(Beginning of Given passage)

Congo applies COVID-19 genomic sequencing skills to other diseases

Congo applies COVID-19 genomic sequencing skills to other diseases

Brazzaville – Two years after the start of the pandemic, the Republic of Congo has begun to apply the genomic sequencing capacities developed in the fight against COVID-19 to other pathogens, including those responsible for malaria, tuberculosis or diarrhoeal diseases in young children.

“Thanks to genomic sequencing, the authorities are informed almost immediately of the circulation of variants of COVID-19 in the country,” explains Professor Francine Ntoumi, president of the Congolese Foundation for Medical Research (FCRM), based in the capital, Brazzaville. “Now we want to use these sequencing capabilities to monitor other pathologies.”

FCRM has already established a sequencing protocol to describe the genes in staphylococcus responsible for the bacteria's resistance to antibiotics, which will make it possible to better treat patients.
“We should have a sufficiently significant sampling by the end of the year,” enthuses Dr Armel Btachi Boyou, a researcher at FCRM and at the Albert Leyono municipal clinic, the centre specializing in the management of serious COVID-19 cases in Brazzaville. “We will then be able to adapt the treatments in order to circumvent this resistance.”

A similar approach will be applied to a battery of parasites responsible for widespread diseases in Congo.

"The development of genomic sequencing in the Congo has highlighted the importance of research, and of having molecular biology laboratories and trained personnel, to effectively fight against diseases,” underlines Professor Ntoumi.

The country now produces its own genomic sequences of the virus that causes COVID-19, circumventing the long, expensive process of sending the samples abroad.
“Best of all, we are now getting more accurate results corresponding to the exact situation in the country. We can thus describe the situation at home, without extrapolating from what is happening elsewhere,” adds Professor Ntoumi.

As the only organization with sequencing capabilities in the Republic of Congo, the FCRM quadrupled its daily sequencing capacity between 2020 and 2022, from 24 to 96 genomic sequences per day. A collaboration with the German Embassy enabled the Foundation to bring its equipment up to standard, to acquire reagents necessary for genomic sequencing and, to send two of its seven employees on a three-month training course in the University of Tübingen. Having trained personnel allowed for optimal use of the equipment on hand.

The FCRM is also implementing a project, supported by World Health Organization (WHO), to strengthen national capacities around clinical trials, with the aim of preparing the ground to introduce new treatments against COVID -19. In a similar vein, WHO supported Congo’s National Public Health Laboratory with training and equipment. Since May 2022, the institution has capacities to produce 50 sequences in two days.

"Strengthening genomic sequencing capacities contributes to the empowerment of the country, in terms of disease surveillance and patient care – and therefore to the fight against epidemics,” says Dr Lucien Manga, WHO Representative in Congo.

(End of Given passage)
(Beginning of Dataset section)

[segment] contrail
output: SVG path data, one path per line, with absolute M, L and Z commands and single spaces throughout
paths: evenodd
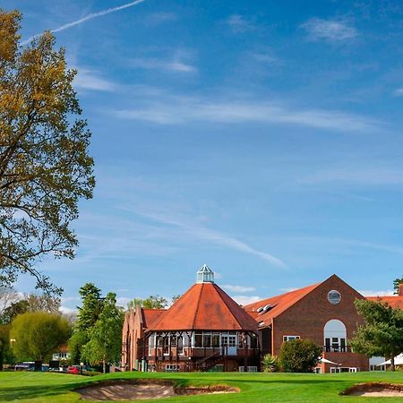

(End of Dataset section)

What you are asked to do:
Write out the stretch of the Congo sequencing article from "The country now" through "adds Professor Ntoumi.", word for word. Leave the lines aside; they have nothing to do with this.

Completed task:
The country now produces its own genomic sequences of the virus that causes COVID-19, circumventing the long, expensive process of sending the samples abroad.
“Best of all, we are now getting more accurate results corresponding to the exact situation in the country. We can thus describe the situation at home, without extrapolating from what is happening elsewhere,” adds Professor Ntoumi.